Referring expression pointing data
+++

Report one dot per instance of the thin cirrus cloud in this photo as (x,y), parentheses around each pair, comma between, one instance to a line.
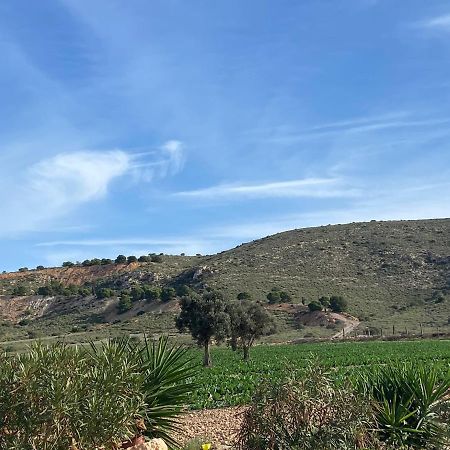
(56,186)
(440,22)
(307,187)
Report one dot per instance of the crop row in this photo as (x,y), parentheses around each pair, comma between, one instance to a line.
(232,381)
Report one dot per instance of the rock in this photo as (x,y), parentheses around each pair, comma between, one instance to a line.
(153,444)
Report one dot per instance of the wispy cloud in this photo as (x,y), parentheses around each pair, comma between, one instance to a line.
(356,126)
(54,187)
(437,23)
(307,187)
(166,160)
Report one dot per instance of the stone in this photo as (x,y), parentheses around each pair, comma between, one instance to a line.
(153,444)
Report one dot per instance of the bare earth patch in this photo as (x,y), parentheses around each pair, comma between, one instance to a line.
(217,426)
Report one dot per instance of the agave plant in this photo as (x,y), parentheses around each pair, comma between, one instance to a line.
(410,403)
(168,373)
(59,397)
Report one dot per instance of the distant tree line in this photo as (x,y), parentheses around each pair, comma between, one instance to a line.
(335,303)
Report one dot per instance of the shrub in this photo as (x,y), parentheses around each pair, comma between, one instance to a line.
(168,294)
(64,398)
(314,306)
(124,304)
(152,292)
(411,402)
(70,397)
(156,258)
(306,411)
(168,372)
(338,303)
(121,259)
(104,293)
(20,290)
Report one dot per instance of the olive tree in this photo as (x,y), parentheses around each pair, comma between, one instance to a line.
(206,317)
(249,322)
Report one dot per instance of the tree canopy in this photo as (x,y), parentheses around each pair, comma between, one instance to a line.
(206,317)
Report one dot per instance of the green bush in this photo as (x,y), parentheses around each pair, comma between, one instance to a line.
(411,403)
(314,306)
(64,399)
(307,411)
(59,397)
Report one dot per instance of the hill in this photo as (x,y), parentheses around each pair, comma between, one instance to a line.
(392,273)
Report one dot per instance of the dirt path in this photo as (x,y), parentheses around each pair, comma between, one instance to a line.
(350,324)
(216,426)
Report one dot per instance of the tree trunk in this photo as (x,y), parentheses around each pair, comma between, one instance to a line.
(246,349)
(207,356)
(233,343)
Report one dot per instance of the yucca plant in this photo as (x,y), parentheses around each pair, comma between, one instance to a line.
(168,373)
(58,397)
(410,402)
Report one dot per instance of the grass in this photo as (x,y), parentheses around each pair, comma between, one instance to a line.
(231,381)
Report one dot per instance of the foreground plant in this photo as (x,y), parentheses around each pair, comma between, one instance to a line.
(59,397)
(411,404)
(307,411)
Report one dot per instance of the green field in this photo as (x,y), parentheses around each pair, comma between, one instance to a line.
(232,381)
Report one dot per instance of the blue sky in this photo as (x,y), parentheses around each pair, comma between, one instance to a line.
(175,126)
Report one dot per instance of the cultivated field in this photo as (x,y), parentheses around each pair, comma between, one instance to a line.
(232,381)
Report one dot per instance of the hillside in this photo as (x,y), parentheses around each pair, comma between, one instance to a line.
(392,273)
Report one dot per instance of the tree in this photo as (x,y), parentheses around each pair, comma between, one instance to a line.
(338,303)
(314,306)
(206,317)
(324,301)
(242,296)
(168,294)
(249,321)
(121,259)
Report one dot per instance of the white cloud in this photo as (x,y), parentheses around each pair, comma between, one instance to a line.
(307,187)
(437,23)
(175,162)
(166,160)
(75,178)
(53,187)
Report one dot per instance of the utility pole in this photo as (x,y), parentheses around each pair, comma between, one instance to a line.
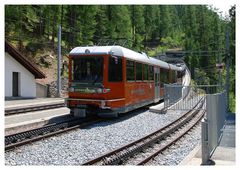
(228,67)
(59,63)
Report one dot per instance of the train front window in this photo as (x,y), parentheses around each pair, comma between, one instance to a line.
(88,70)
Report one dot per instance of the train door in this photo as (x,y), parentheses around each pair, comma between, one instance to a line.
(157,84)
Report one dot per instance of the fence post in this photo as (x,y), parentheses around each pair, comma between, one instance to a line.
(205,148)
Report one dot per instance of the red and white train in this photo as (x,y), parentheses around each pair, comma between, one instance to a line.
(110,80)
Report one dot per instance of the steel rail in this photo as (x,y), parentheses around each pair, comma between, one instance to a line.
(23,138)
(173,141)
(115,156)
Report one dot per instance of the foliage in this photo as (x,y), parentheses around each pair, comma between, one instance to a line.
(197,29)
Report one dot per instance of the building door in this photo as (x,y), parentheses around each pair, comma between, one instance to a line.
(15,84)
(157,84)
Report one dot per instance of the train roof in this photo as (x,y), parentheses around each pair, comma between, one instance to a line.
(124,52)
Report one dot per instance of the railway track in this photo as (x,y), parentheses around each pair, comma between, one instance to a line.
(11,111)
(23,138)
(154,140)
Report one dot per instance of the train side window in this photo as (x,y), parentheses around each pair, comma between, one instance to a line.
(145,72)
(138,71)
(151,77)
(163,77)
(115,69)
(130,71)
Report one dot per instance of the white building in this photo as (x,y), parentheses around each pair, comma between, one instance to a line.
(20,74)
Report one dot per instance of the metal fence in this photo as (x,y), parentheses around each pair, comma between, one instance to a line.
(179,97)
(212,124)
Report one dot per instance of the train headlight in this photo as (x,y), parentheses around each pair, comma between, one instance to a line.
(98,90)
(71,89)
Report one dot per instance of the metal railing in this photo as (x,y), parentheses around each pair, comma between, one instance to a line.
(213,124)
(179,97)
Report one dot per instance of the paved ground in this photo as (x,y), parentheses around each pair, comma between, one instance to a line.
(25,121)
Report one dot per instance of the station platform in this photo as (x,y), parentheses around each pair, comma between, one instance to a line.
(225,153)
(25,121)
(23,103)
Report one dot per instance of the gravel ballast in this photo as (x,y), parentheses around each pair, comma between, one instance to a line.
(79,146)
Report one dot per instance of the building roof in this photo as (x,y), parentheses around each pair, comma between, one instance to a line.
(23,61)
(122,52)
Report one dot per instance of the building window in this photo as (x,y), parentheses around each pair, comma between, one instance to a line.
(115,69)
(138,71)
(15,84)
(164,76)
(130,71)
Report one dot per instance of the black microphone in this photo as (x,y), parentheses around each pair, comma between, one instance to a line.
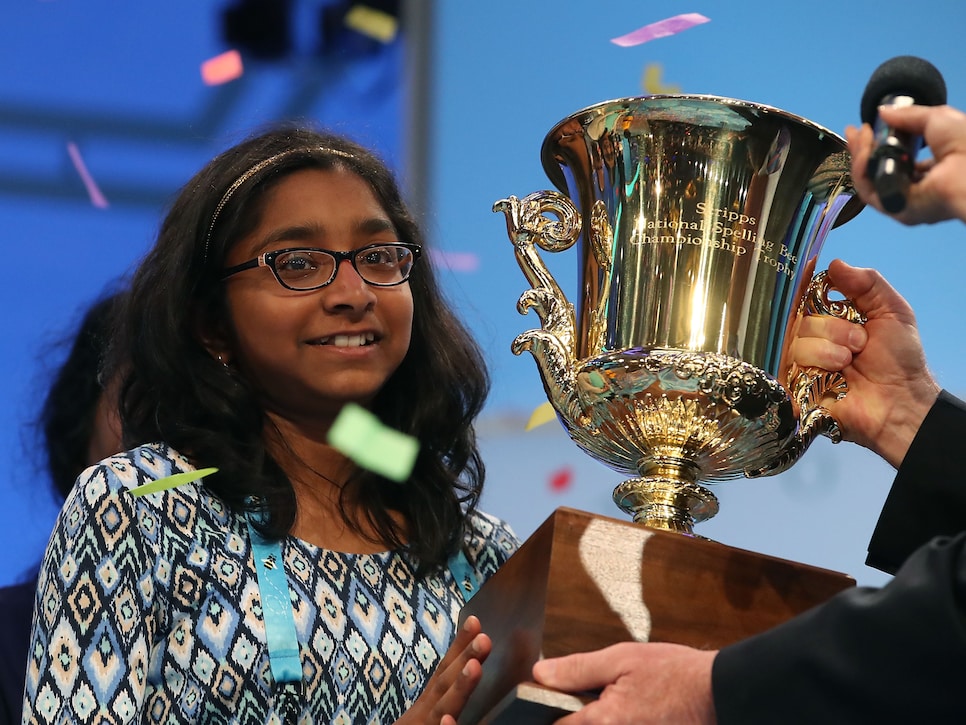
(902,81)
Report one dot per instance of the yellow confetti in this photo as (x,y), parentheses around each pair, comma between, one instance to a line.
(543,414)
(374,23)
(652,83)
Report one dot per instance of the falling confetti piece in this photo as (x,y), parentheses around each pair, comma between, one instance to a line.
(222,68)
(363,438)
(560,480)
(97,198)
(456,261)
(543,414)
(660,29)
(371,22)
(652,81)
(178,479)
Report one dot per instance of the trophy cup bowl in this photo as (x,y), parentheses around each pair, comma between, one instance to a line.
(698,221)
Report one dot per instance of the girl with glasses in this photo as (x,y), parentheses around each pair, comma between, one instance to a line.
(290,585)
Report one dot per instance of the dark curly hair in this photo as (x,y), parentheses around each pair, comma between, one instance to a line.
(67,416)
(173,391)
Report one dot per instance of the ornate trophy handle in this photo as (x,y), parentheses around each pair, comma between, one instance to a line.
(554,345)
(810,387)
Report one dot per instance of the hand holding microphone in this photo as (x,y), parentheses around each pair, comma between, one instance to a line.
(902,108)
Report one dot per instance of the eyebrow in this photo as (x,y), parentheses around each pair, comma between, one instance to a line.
(302,232)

+++

### What is needed
The response must consist of the entries above exactly as they stand, minus any pictures.

### Result of this exercise
Report one dot per instance of the thin cirrus cloud in this photo as (x,y), parentheses around each pair, comma between, one instance to a line.
(56,186)
(440,22)
(307,187)
Report one dot per instance of the crop row in this photo as (x,y), parentheses around each pair, comma between, one instance to a line.
(232,381)
Report one dot per instance of the rock in this photo as (x,y), parentheses around each pair, comma between, one instance to a line.
(153,444)
Report one dot per instance of the wispy cloud in this photo as (x,y), parentheses around each pair, comma between, one instance to a line.
(356,126)
(54,187)
(437,23)
(307,187)
(166,160)
Report one dot per instance of the stone in this photo as (x,y), parentheses around each pair, comma between, one instance to a line.
(153,444)
Report one dot per instance of the bare earth patch in this photo as (x,y), parentheses around each pair, comma between, one instance to a line.
(217,426)
Report one dot per instance of the agave plant in this photo as (x,y), parentheses around each pair, comma between, one instance to a line.
(410,403)
(168,373)
(59,397)
Report one dot per instance of the distant tree line in this photo as (x,y), parentheses around each pair, comma between, one instance to a line.
(335,303)
Report one dot per instance of the shrub in this photo as (x,y), parentheses around each pair, comma between, one instance to a line.
(168,294)
(64,398)
(314,306)
(124,304)
(152,292)
(411,402)
(70,397)
(156,258)
(306,411)
(168,372)
(338,303)
(121,259)
(104,293)
(20,290)
Report one dot per instance of the olive tree in this photo as (x,y), parentheses around each pair, comma between, one instance to a line.
(206,317)
(249,322)
Report one dot per instance of the tree canopy in this photo as (x,y), parentheses around each pair, comma between, one instance to a line.
(206,317)
Report one dot per instance of the green bush in this photo as (x,y), parentheses around each pair, comma between, one instance to a line.
(411,403)
(314,306)
(64,399)
(307,411)
(59,397)
Report one dot per instance of the hill in this photo as (x,y), parentheses around each pair, comma between, one instance to a line.
(392,273)
Report one dot per instance of the dirt path in this photo as (x,y), parentheses around each pair, comma between, one instance to a line.
(350,324)
(216,426)
Report one dot per instance of the tree trunk in this photo as (x,y), parentheses around each pair, comma between, one instance to a line.
(246,349)
(207,356)
(233,343)
Report one dot per instance of the yucca plant in this photo as (x,y), parentheses around each pair, comma between, one instance to a line.
(168,373)
(58,397)
(410,402)
Report one dot per instance of the grass in this photo as (x,y), parentheses around each pair, comma between, one instance to a line.
(231,381)
Report one dot per instance of the foreground plant in this photo as (x,y), parentheses around each pair, comma between, one instance to a line.
(59,397)
(411,404)
(307,411)
Report one dot per instance of the green field in this photo as (x,y), parentheses around each pair, comma between, one instance to a line.
(232,381)
Report one dot per instance of the blue sky in this photo as (x,y), parentheses around each pair, comma between, one instance to a line.
(175,126)
Report one dot per instance of the cultivated field in this photo as (x,y), parentheses around each pair, comma between, one instance to a line.
(232,381)
Report one dot per instance of the hillside in this photo as (x,y), parentheses around each pair, comma between, one instance to a line.
(392,273)
Report one dot per instance of the tree in this photo as (x,y), parentheses around each pair, comma between, one instance to a line.
(338,303)
(314,306)
(206,317)
(324,301)
(242,296)
(168,294)
(249,321)
(121,259)
Report one dot per instance of the white cloud in this photo as (x,y), parentheses around each pair, comma between, one instance to a line.
(307,187)
(437,23)
(175,162)
(166,160)
(75,178)
(53,187)
Report one dot per instance of the utility pole in this photo as (x,y), parentheses around each pair, comma between, one instance to a line.
(228,67)
(59,63)
Report one dot per instance of the train front window in this photo as (x,y), parentheses around each pair, comma between, one instance to a line.
(88,70)
Report one dot per instance of the train door in this photo as (x,y), parentheses around each pair, comma between, one instance to a line.
(157,84)
Report one dot per instance of the fence post in this photo as (x,y), parentheses around each pair, comma between, one instance to a line.
(205,148)
Report one dot per instance of the red and white train in this photo as (x,y), parentheses around each pair, comma between, one instance to a line.
(110,80)
Report one dot per instance of the steel rail in this photo as (x,y), parentheses around each pair, comma between, one instance to a line.
(23,138)
(173,141)
(115,156)
Report one dot per instance of the foliage in this photo as (x,y), parentheses around each pair, comma between, one instance to a line.
(197,29)
Report one dot per instance of the building door in this photo as (x,y), parentheses around each pair, comma between, one instance to a line.
(15,84)
(157,84)
Report one dot per instance of the train roof in this photo as (x,y), parentheses around each pair, comma between, one instance to a line.
(124,52)
Report one dot per instance of the railway track in this photo as (x,y), parentheses around each pair, comma between, one instance to a line.
(11,111)
(23,138)
(154,140)
Report one dot per instance of the train side window in this photo as (x,y), parentheses around each pair, comma between, one instance to a line.
(145,72)
(138,71)
(151,77)
(163,77)
(115,69)
(130,71)
Report one dot per instance of the white building in this photo as (x,y), parentheses around each pair, comma between, one instance to a line.
(20,74)
Report one dot per instance of the metal fence in this photo as (x,y), parentheses around each pair, comma between, one instance to a line.
(179,97)
(212,124)
Report one dot per instance of the train headlight in this photo as (x,y), parentheses around each pair, comma between, one instance to a line.
(98,90)
(71,89)
Report one dot per instance of the metal railing in this photo as (x,y), parentheses around each pair, comma between, one instance to a line.
(213,124)
(179,97)
Report one dot per instance of the paved ground in this photo as (x,y), parentheses around each pair, comma between, one instance to a line.
(25,121)
Report one dot per instance of the station platform in this photo as (x,y), parentheses around each pair, comma between, one instance to a line.
(225,153)
(25,121)
(23,103)
Report one dot per instance of the gravel ballast in this photo as (x,y), parentheses around each pair, comma between, one instance to a line.
(79,146)
Report one dot per instance of the building roof in this photo as (x,y), parentheses around each pair, comma between, one instance to a line.
(23,61)
(122,52)
Report one dot per instance of the building window in this photo as (x,y), parentheses around each pair, comma between, one instance to a line.
(115,69)
(138,71)
(15,84)
(164,76)
(130,71)
Report one dot per instance of the black microphone in this photo as (x,y), parentheses around each pair, comma between, one instance to a line.
(902,81)
Report one dot per instance of the yellow confetti in this photo as (x,y), parentheses around each pair, comma between, one instance to a line.
(543,414)
(374,23)
(652,83)
Report one dot per instance of the falling confetti piece in this photo as (x,y), parentheses around each pair, comma between, one instance to a line.
(222,68)
(363,438)
(560,480)
(97,198)
(456,261)
(543,414)
(660,29)
(371,22)
(652,81)
(178,479)
Report one dot per instance of the trophy cup bowl in this photo as (x,y), parentheses around each pair, comma between, one instance to a line.
(698,221)
Report one dot per instance of the girl with glasses in this photo as (x,y), parentheses around each pair, comma between, one instance to a line.
(290,585)
Report one dot per instance of the dark curly hair in this photo as (x,y), parentheses around each pair, comma between, one instance to a line.
(67,416)
(173,391)
Report one dot per instance of the ornate trophy handle in this photo as (x,y), parentheses around each pair, comma between, one instance to a line.
(554,345)
(810,387)
Report one dot per instance of the hand holding microphone in this photo as (x,y), parentheses around each pair, comma between, one instance to a line.
(902,108)
Report one dot per instance of the eyebrow in this photo as (x,y), parentheses around each pair, comma between, one instance to a line.
(302,232)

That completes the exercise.